Copy the data below word for word, from the line with "TARGET: blue banner" up to and including the line with "[(112, 128), (68, 83)]".

:: ENTRIES SUPPLIED ::
↓

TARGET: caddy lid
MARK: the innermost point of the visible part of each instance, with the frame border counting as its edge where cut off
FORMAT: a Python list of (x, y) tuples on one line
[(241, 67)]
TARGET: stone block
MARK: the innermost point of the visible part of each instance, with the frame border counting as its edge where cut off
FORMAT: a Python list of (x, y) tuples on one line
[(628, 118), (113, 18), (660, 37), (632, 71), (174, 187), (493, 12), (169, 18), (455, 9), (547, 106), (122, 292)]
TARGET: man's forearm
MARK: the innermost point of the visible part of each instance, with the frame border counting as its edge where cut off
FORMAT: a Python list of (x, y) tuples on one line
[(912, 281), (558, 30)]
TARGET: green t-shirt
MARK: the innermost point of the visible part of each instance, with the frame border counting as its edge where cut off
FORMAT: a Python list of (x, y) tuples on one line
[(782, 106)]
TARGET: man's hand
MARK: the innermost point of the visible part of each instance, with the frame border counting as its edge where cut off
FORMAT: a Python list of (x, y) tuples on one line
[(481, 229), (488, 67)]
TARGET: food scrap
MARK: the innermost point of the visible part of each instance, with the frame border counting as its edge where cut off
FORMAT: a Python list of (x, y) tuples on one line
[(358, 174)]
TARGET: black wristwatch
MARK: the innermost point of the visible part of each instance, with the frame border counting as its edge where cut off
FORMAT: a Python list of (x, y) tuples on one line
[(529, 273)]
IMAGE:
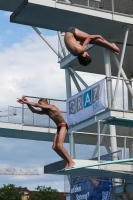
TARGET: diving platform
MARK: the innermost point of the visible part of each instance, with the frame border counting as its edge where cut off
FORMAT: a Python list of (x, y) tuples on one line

↑
↓

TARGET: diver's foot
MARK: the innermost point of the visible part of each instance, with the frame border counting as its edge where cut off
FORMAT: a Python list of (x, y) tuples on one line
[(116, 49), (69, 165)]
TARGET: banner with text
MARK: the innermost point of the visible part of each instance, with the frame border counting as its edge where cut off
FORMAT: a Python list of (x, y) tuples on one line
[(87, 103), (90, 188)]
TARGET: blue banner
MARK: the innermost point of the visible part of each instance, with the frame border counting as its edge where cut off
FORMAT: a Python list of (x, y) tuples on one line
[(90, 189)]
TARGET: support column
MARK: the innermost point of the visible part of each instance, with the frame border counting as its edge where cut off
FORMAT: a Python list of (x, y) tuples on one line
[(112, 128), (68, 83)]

↑

:: SOLUTION ::
TARGET: blue banner
MARK: the innermost point of the visible part of each instance, with the frame border counting as its edge where cut off
FORMAT: a Python list of (x, y) tuples on one line
[(90, 189)]
TARGET: support column
MARK: the innermost point of the visible part of each instance, with the frame border counting as its edge where cut off
FORMAT: a Python list of (x, y) tuples on one line
[(112, 128), (68, 83)]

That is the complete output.